Directions: With nothing left out, give the data back exactly.

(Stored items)
|---|

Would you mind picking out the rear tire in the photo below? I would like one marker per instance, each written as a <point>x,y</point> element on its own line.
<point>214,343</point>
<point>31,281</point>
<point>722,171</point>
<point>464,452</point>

|---|

Finished exercise:
Would you mind picking out the rear tire in the photo below? I would like one marker per instance, each written as a <point>x,y</point> element on its own line.
<point>214,343</point>
<point>31,281</point>
<point>722,171</point>
<point>464,452</point>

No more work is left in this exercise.